--- STORED DATA ---

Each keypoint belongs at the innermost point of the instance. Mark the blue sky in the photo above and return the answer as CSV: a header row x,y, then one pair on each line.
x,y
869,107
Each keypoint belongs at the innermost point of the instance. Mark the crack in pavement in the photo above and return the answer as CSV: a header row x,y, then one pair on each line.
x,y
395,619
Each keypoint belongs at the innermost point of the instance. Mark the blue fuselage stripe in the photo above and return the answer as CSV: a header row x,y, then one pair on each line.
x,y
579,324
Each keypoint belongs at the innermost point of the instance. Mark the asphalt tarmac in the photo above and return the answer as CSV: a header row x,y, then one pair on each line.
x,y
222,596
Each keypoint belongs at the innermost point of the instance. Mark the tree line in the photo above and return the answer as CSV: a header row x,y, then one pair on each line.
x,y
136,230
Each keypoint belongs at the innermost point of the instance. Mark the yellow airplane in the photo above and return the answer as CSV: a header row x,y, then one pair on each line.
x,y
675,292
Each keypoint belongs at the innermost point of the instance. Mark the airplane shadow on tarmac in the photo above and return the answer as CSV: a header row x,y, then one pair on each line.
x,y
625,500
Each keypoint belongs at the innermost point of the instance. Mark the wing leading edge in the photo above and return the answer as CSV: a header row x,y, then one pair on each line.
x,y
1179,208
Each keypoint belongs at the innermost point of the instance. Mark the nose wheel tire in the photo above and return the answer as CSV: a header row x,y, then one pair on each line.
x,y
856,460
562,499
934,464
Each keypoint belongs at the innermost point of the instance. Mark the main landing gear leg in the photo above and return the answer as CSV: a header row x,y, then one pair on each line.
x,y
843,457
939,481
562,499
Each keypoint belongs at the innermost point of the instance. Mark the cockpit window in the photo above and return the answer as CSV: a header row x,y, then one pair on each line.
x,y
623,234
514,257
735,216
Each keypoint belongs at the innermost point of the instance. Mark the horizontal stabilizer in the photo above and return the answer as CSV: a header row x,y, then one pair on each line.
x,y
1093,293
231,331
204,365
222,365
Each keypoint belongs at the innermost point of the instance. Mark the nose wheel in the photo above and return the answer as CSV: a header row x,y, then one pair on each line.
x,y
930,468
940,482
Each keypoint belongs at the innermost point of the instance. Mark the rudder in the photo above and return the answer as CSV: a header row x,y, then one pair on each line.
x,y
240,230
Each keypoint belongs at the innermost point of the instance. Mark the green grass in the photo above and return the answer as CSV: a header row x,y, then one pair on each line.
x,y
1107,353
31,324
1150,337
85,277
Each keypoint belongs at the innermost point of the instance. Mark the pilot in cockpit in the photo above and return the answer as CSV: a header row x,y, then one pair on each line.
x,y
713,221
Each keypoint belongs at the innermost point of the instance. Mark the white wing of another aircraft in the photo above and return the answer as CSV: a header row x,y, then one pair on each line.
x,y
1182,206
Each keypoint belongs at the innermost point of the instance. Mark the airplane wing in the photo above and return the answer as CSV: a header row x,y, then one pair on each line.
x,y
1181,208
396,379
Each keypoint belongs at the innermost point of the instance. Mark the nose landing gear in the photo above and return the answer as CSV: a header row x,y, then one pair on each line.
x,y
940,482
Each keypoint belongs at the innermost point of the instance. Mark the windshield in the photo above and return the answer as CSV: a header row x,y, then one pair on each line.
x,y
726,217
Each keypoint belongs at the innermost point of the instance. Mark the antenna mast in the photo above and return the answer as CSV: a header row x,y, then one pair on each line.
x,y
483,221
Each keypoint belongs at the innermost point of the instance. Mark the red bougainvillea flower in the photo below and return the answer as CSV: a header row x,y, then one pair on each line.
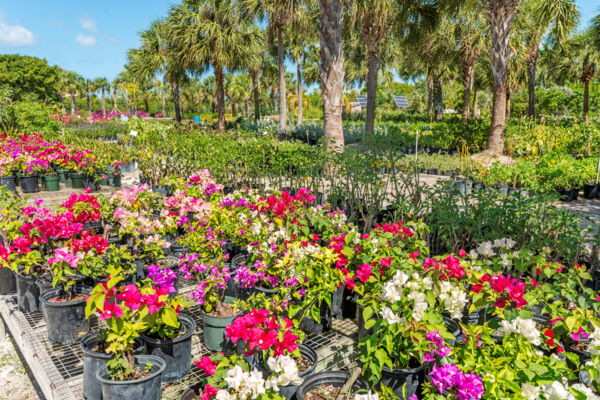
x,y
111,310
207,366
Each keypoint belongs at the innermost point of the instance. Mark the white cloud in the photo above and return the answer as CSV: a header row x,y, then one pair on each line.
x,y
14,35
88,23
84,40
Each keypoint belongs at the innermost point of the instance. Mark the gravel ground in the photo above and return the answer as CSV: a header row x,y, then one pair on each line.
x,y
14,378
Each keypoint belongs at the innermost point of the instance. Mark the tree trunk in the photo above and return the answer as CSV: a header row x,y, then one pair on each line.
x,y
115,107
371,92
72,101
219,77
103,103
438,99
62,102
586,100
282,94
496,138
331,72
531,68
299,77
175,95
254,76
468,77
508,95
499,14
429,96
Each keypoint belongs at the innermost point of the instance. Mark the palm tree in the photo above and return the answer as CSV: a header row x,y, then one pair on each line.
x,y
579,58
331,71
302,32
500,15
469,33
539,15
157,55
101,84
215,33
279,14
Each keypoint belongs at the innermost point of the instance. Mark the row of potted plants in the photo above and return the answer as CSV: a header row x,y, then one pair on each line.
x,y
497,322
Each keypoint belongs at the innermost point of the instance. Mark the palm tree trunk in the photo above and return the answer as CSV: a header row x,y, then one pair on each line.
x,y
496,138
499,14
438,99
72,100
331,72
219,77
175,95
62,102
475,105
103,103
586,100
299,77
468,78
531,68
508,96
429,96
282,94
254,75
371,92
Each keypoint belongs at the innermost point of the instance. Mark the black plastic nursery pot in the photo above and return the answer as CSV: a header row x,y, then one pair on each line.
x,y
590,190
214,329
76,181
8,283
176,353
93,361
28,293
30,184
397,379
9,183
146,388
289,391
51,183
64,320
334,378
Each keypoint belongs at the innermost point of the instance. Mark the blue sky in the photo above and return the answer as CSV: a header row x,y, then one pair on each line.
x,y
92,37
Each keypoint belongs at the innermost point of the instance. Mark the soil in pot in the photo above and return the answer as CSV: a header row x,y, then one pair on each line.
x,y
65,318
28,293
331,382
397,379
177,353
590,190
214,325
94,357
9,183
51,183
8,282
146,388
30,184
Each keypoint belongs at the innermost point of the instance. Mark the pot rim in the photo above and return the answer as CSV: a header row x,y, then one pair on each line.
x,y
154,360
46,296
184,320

---

WORK REQUIRED: Restate each entry word for word, leaving out any pictures.

REPLY TO THE TASK:
Each keypoint belongs at the innermost point of the instance. Mark the blue sky in the photo above and return the answer as CSV: a header row x,y, then one pair on each line.
x,y
869,107
Each keypoint belongs at the innermost point of the instance. Mark the crack in pavement in the photo above and return the answer as CSV: a header row x,y, then one pair on each line.
x,y
395,619
Each keypoint belongs at the innermost point of the instance. Mark the blue fuselage stripe in the photo above and return the answer as CSV: a header row x,y, then one pair on each line.
x,y
579,324
Each keypoint belongs at the innermost point of the instance. Mark the asphalt tarmac in the photo above and return the answer as CSV: a header row x,y, then one pair on each line.
x,y
222,596
Each keypoint belongs at the innermost point of the instance. Mark the tree line in the photo above and return the answer as CSV: a header row x,y, then one pair on each line.
x,y
136,230
Each keypoint belongs at the innermost point of the instance. Mark the yellow airplane in the photo above and return the answer as CSV: a header row x,y, then one pair on each line.
x,y
675,292
Each keypoint belongs at the innermost point of the instance. Mark the airplane shadow on tarmac in the photo above and return the answer as CSV: a header row x,y, then one pair on each line.
x,y
625,500
Each keypoint belongs at the innermost point of the instance. Mark the wing leading edge in the photo above and return the answer as CSV: a header row x,y, then one pair on each line.
x,y
1179,208
Each keypoint belongs at the innermost point of the instance. Mark the nose wheel tire in the photo above and return the answer as CSV: a header row x,y, then one pair on each line.
x,y
856,460
562,499
934,464
Each keypoint belongs at the innermost point of the instance. Mark the main landing gear leg in the photo above and return the answer as CSV: a header row x,y, then one pair on each line.
x,y
843,457
939,481
562,499
Each keypoint belongs at the innermost point of the instance. Mark the cockpit window in the photo above and return the answer as CSV: a header row x,y, then one pair on each line.
x,y
623,234
514,257
735,216
Each keypoint belongs at the innermost point of the instance. Mark the horizontal stabilizer in the photo above and return the answer as CSV: a header row x,y, then one pair on each line.
x,y
1093,293
231,331
204,365
222,365
Each keypoint belongs at the innermost point of the instance. Mark the nose wheel in the photo above and return the answer as CSV: a header row x,y, then one pair on each line.
x,y
930,468
940,482
Each keypoint belongs at the innermost point of the instance. Mark the rudder in the photo above and return the answer as CSV: a header row x,y, then one pair on each line.
x,y
240,230
Each keypoint belongs at the innermost point of the instance. Mark the green grass in the photo above and return the answer as CSV: a header row x,y, then one pair on each line.
x,y
1107,353
31,324
1150,337
85,277
Each keypoint belongs at the innermost point of the instance. Mark the pilot in cockpit in the photo above and return the answer as CSV: a header row x,y, then one pair on each line.
x,y
713,221
Each keypoint belongs at the innermost point of the instance. Mark the white wing of another aircraft in the photo above and return the answer as CSV: a header row x,y, then one pair on each line.
x,y
1182,206
Each keypoint belongs at the innermost point of the instance. Mark the airplane wing in the photo above and return the answer as CSV: a header row x,y, then one pair on each line.
x,y
1181,208
396,379
Each keypoint belongs at the innermost point of the instance. Mark the nose landing gear in the photo above and return the answer as CSV: a header row x,y, then one pair on each line.
x,y
940,482
Each keypoint belongs at the innermost point of the instance. Mark the windshield in the photo above and return the answer as CSV: a header row x,y, then one pair on each line.
x,y
726,217
Each keypoint belongs at the innermost point of the instance. Mark the antenna mast in the photo above and return the answer as CSV: a header row x,y, then one pair on each line.
x,y
483,221
Each keypoint belongs at the innermost point of the instance. Mark the red bougainvillea flower in the photo below and return the answer as CSV: a header row x,y, then one pair on each line.
x,y
111,310
207,366
Each keypoint belongs at the innermost point of the instance. Mark the white cloud in the photo above and return the answer as CSV: a header row x,y, then one pair on each line.
x,y
14,35
88,23
84,40
Each keypoint belongs at the innermost point of the instance. Mark the gravel ground in the photo above and return the answer as CSV: a header row x,y, then one pair on each line.
x,y
14,378
Each keypoint belongs at the innermost point of the instance. Mark the tree trunk in the photo above and return the answer as CSV: a header row x,y, then one pair on each line.
x,y
115,107
371,92
72,101
219,77
103,103
438,99
62,102
586,100
282,94
496,138
331,72
531,68
299,77
175,95
254,76
468,77
508,95
499,14
429,96
Each keypoint belongs at the innermost point of the instance. Mark the palm tree in the photo above and return the answer as CSV: a header row x,y, then one pair on each line.
x,y
579,58
331,71
302,32
500,15
469,33
539,15
157,55
101,84
215,33
279,14
Each keypoint belongs at the innermost point of the instance. Mark the row of potted plants in the photo above and return the answer as CSV: a header row x,y, then one pair on each line.
x,y
497,322
Each keypoint belongs at the innermost point of the instance. Mark the palm tree trunk in the photo above and return the answer as CSV: a header row x,y, then one pair on each line.
x,y
496,138
499,14
438,99
72,100
331,72
219,77
175,95
62,102
475,105
103,103
586,100
299,77
468,78
531,68
508,96
429,96
282,94
254,75
371,92
Each keypoint belongs at the innermost point of the instance. Mark the black plastic nursery pot in the photo above and return the answer as CSV: a header row x,y, then one pair on each line.
x,y
590,190
214,329
76,181
8,283
176,353
93,361
28,293
30,184
397,379
9,183
146,388
289,391
51,183
64,320
334,378
Each keypoint belongs at the innermost point of the instance. Mark the blue sky in the photo above and return the answer as CSV: a header row x,y, then one pair on each line.
x,y
92,37
Each keypoint belongs at the innermost point of the instance. Mark the soil in pot in the photo above and return the answer as CSV: a header row x,y, then one pair on each line.
x,y
65,318
28,293
331,382
397,379
177,353
590,190
214,325
94,357
9,183
51,183
8,282
146,388
30,184
Each keypoint belongs at the innermost point of the instance. Mark the pot rim in the photo above and return the answer as CSV: a header row x,y, then one pair on each line.
x,y
154,360
46,296
184,320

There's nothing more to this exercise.